== To do ==
Make an exact copy of the records below, leaving every image out.

== Saved data entries ==
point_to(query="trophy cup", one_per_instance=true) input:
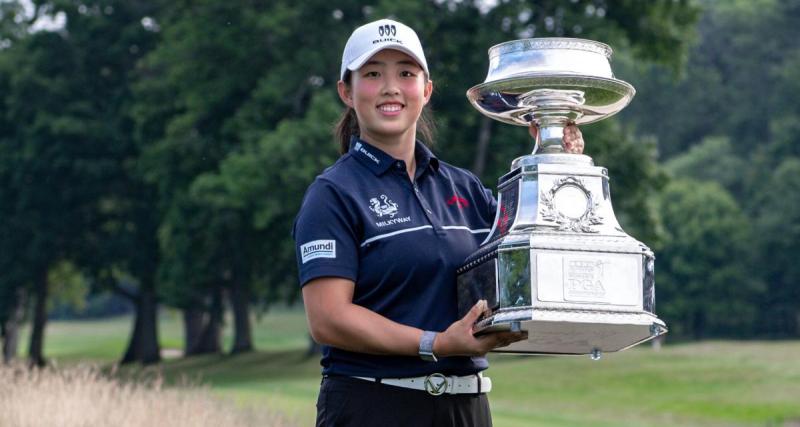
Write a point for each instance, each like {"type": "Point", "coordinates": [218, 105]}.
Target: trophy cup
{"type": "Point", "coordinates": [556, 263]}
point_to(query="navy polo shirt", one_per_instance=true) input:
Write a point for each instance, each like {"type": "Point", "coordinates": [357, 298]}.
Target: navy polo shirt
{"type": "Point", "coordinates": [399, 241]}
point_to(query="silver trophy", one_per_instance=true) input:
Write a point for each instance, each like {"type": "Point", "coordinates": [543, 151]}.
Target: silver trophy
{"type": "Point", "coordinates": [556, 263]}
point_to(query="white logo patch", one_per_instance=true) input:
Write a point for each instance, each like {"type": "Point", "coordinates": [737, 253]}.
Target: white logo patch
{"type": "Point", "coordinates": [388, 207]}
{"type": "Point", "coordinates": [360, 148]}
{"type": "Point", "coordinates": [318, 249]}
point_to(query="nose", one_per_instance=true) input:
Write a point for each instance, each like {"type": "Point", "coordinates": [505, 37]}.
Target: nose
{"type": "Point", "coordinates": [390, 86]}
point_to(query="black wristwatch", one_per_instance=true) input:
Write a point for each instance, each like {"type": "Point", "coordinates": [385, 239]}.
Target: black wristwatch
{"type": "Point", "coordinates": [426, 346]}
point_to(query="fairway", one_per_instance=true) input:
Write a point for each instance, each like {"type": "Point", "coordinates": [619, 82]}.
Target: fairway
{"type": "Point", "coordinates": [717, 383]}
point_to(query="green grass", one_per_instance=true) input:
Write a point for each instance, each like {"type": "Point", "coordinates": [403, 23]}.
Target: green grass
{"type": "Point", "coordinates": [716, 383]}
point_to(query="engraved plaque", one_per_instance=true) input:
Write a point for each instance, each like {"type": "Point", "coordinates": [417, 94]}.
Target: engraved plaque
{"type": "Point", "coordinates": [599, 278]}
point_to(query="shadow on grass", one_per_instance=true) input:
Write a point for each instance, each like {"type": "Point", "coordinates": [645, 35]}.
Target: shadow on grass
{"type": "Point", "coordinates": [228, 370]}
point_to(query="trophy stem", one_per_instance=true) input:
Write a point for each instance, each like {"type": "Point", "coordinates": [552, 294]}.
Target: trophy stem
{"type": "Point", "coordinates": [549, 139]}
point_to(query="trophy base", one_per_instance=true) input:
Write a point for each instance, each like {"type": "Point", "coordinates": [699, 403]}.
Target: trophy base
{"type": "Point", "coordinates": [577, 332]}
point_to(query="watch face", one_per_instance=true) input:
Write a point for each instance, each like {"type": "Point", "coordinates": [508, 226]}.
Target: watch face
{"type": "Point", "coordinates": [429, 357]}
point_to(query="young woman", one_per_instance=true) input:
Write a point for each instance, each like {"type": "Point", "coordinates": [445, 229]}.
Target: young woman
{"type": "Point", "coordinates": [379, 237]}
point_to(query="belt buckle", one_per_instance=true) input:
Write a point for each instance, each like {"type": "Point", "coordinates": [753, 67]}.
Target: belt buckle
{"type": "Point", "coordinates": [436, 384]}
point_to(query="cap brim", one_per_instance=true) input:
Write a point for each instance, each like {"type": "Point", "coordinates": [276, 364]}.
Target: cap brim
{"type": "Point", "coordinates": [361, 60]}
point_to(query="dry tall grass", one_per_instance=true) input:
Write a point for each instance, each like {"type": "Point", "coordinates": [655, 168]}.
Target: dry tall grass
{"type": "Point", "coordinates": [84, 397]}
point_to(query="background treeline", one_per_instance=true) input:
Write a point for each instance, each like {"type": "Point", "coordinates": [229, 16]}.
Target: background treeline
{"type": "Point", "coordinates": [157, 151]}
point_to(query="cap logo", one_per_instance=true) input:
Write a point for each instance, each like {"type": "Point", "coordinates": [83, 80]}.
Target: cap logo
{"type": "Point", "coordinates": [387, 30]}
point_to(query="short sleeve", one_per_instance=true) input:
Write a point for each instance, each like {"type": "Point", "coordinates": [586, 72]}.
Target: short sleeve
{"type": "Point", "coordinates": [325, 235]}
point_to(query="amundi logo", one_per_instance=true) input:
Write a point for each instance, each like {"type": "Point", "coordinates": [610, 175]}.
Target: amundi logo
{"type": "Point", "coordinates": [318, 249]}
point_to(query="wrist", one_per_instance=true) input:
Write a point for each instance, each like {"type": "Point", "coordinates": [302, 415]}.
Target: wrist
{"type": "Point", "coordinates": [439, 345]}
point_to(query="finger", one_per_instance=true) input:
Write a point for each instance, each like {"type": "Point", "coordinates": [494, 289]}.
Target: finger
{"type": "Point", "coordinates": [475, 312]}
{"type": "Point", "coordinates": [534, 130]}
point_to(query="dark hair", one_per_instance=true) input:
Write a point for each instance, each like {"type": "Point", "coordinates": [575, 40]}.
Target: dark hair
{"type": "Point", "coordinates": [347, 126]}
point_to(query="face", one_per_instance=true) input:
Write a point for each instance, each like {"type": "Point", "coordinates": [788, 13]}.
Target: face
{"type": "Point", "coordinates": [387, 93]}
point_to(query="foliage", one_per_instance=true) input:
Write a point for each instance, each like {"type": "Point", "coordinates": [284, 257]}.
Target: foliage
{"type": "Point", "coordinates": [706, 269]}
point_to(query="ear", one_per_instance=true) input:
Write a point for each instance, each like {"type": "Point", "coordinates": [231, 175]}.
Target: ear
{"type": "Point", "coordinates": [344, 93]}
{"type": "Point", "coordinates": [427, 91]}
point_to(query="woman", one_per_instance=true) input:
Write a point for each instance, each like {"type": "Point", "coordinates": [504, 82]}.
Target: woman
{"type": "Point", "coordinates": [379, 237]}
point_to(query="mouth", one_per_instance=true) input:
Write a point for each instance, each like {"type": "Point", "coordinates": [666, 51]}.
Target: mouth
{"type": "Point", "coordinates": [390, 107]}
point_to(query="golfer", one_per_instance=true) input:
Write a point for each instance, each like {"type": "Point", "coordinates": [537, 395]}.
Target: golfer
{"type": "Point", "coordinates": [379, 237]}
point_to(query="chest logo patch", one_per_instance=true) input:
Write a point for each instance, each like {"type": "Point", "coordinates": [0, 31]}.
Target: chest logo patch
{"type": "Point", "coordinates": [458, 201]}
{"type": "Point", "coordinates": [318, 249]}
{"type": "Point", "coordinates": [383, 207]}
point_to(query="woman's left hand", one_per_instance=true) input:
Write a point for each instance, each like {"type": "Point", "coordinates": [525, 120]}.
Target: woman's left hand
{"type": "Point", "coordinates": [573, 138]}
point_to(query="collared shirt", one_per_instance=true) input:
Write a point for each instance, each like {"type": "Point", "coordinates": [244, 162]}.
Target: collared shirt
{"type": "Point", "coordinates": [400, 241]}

== Your response ==
point_to(query="trophy cup", one_per_instance=true) input:
Write a point for each instance, each like {"type": "Point", "coordinates": [218, 105]}.
Target: trophy cup
{"type": "Point", "coordinates": [556, 263]}
point_to(query="navy polo shirt", one_per_instance=true) input:
Write a point for each instance, each like {"type": "Point", "coordinates": [357, 298]}.
Target: navy polo shirt
{"type": "Point", "coordinates": [399, 241]}
point_to(query="silver trophy", one_per_instance=true) input:
Write a point for each instance, each like {"type": "Point", "coordinates": [543, 151]}.
Target: silver trophy
{"type": "Point", "coordinates": [556, 263]}
point_to(query="white logo patch", one_per_instance=true) input:
Write a point for each instance, each like {"type": "Point", "coordinates": [737, 253]}.
Target: white logo patch
{"type": "Point", "coordinates": [388, 207]}
{"type": "Point", "coordinates": [360, 148]}
{"type": "Point", "coordinates": [318, 249]}
point_to(query="nose", one_per_instance=true) input:
Write a point for each instance, each like {"type": "Point", "coordinates": [505, 37]}.
Target: nose
{"type": "Point", "coordinates": [390, 86]}
point_to(query="black wristwatch", one_per_instance=true) input:
Write a point for each instance, each like {"type": "Point", "coordinates": [385, 239]}.
Target: black wristwatch
{"type": "Point", "coordinates": [426, 346]}
point_to(query="fairway", one_per_instance=true) input:
Write a point for each instance, each like {"type": "Point", "coordinates": [619, 82]}.
Target: fairway
{"type": "Point", "coordinates": [717, 383]}
point_to(query="green grass", one_per_instance=true) input:
Write a point for each instance, each like {"type": "Point", "coordinates": [403, 23]}.
Target: green grass
{"type": "Point", "coordinates": [716, 383]}
point_to(query="engraved plaque", one_per_instance=true) input:
Write a point for each instance, each like {"type": "Point", "coordinates": [417, 94]}.
Target: engraved plaque
{"type": "Point", "coordinates": [599, 278]}
point_to(query="shadow on grass", one_per_instance=true) input:
Write a point for each instance, each like {"type": "Point", "coordinates": [645, 35]}.
Target: shadow on grass
{"type": "Point", "coordinates": [228, 370]}
point_to(query="trophy stem", one_per_instance=true) input:
Write a point for each instance, each like {"type": "Point", "coordinates": [552, 294]}.
Target: trophy stem
{"type": "Point", "coordinates": [549, 139]}
point_to(query="trophy base", one_per_instance=true) input:
Write a point for each instance, each like {"type": "Point", "coordinates": [699, 403]}.
Target: trophy base
{"type": "Point", "coordinates": [577, 332]}
point_to(query="watch face", one_per_instance=true) input:
Write a point for each instance, each like {"type": "Point", "coordinates": [508, 226]}.
Target: watch face
{"type": "Point", "coordinates": [429, 357]}
point_to(query="young woman", one_per_instance=true) input:
Write a point for each instance, each like {"type": "Point", "coordinates": [445, 229]}.
Target: young woman
{"type": "Point", "coordinates": [379, 237]}
point_to(query="belt buckle", one_per_instance=true) input:
Write a point for each instance, each like {"type": "Point", "coordinates": [753, 67]}.
Target: belt buckle
{"type": "Point", "coordinates": [436, 384]}
point_to(query="cap brim", one_per_instance=true) input:
Write a point for each instance, each like {"type": "Point", "coordinates": [276, 364]}.
Target: cap brim
{"type": "Point", "coordinates": [361, 60]}
point_to(query="dry tall grass", one_per_instance=true) input:
Write a point for each instance, each like {"type": "Point", "coordinates": [655, 168]}.
Target: dry tall grass
{"type": "Point", "coordinates": [84, 397]}
point_to(query="background treeline", one_per_instance=true) input:
Write a point for each instance, each like {"type": "Point", "coordinates": [229, 16]}.
Target: background treeline
{"type": "Point", "coordinates": [157, 151]}
point_to(query="cap logo", one_per_instance=true) input:
Write a point for each instance, each like {"type": "Point", "coordinates": [83, 80]}.
Target: cap logo
{"type": "Point", "coordinates": [387, 30]}
point_to(query="short sleeve", one_per_instance=true) input:
Write a point for each instance, each like {"type": "Point", "coordinates": [586, 72]}.
Target: short sleeve
{"type": "Point", "coordinates": [325, 235]}
point_to(query="amundi logo", one_per_instance=true) input:
Write a point for each instance, each like {"type": "Point", "coordinates": [610, 175]}.
Target: amundi logo
{"type": "Point", "coordinates": [318, 249]}
point_to(query="wrist", one_per_instance=true) input:
Write a point for each instance, each like {"type": "Point", "coordinates": [302, 415]}.
Target: wrist
{"type": "Point", "coordinates": [439, 345]}
point_to(query="finger", one_per_instance=true) input:
Write a point for each instance, each like {"type": "Point", "coordinates": [494, 289]}.
Target: finger
{"type": "Point", "coordinates": [475, 312]}
{"type": "Point", "coordinates": [534, 130]}
point_to(query="dark hair", one_per_instance=true) input:
Write a point for each instance, each like {"type": "Point", "coordinates": [575, 40]}.
Target: dark hair
{"type": "Point", "coordinates": [347, 126]}
point_to(query="face", one_per_instance=true) input:
Write a point for each instance, each like {"type": "Point", "coordinates": [788, 13]}.
Target: face
{"type": "Point", "coordinates": [387, 93]}
point_to(query="foliage", one_per_instance=true) input:
Write a point for each instance, each like {"type": "Point", "coordinates": [284, 257]}.
Target: foliage
{"type": "Point", "coordinates": [706, 269]}
point_to(query="ear", one_per_instance=true) input:
Write a point for each instance, each like {"type": "Point", "coordinates": [231, 175]}.
Target: ear
{"type": "Point", "coordinates": [344, 93]}
{"type": "Point", "coordinates": [427, 91]}
point_to(query="woman", one_per_instance=true) input:
Write a point for each instance, each like {"type": "Point", "coordinates": [504, 82]}.
Target: woman
{"type": "Point", "coordinates": [379, 237]}
point_to(query="mouth", one_per_instance=true) input:
Write a point for each instance, each like {"type": "Point", "coordinates": [666, 51]}.
Target: mouth
{"type": "Point", "coordinates": [390, 107]}
point_to(query="golfer", one_per_instance=true) input:
Write a point for each instance, each like {"type": "Point", "coordinates": [537, 395]}.
Target: golfer
{"type": "Point", "coordinates": [379, 237]}
point_to(query="chest logo patch", one_per_instance=true) input:
Write a point for each instance, each like {"type": "Point", "coordinates": [0, 31]}.
Target: chest logo patch
{"type": "Point", "coordinates": [458, 201]}
{"type": "Point", "coordinates": [318, 249]}
{"type": "Point", "coordinates": [383, 207]}
point_to(query="woman's left hand", one_per_instance=true) input:
Write a point for each instance, each like {"type": "Point", "coordinates": [525, 120]}.
Target: woman's left hand
{"type": "Point", "coordinates": [573, 138]}
point_to(query="collared shirt", one_per_instance=true) input:
Write a point for each instance, each like {"type": "Point", "coordinates": [244, 162]}.
Target: collared shirt
{"type": "Point", "coordinates": [400, 241]}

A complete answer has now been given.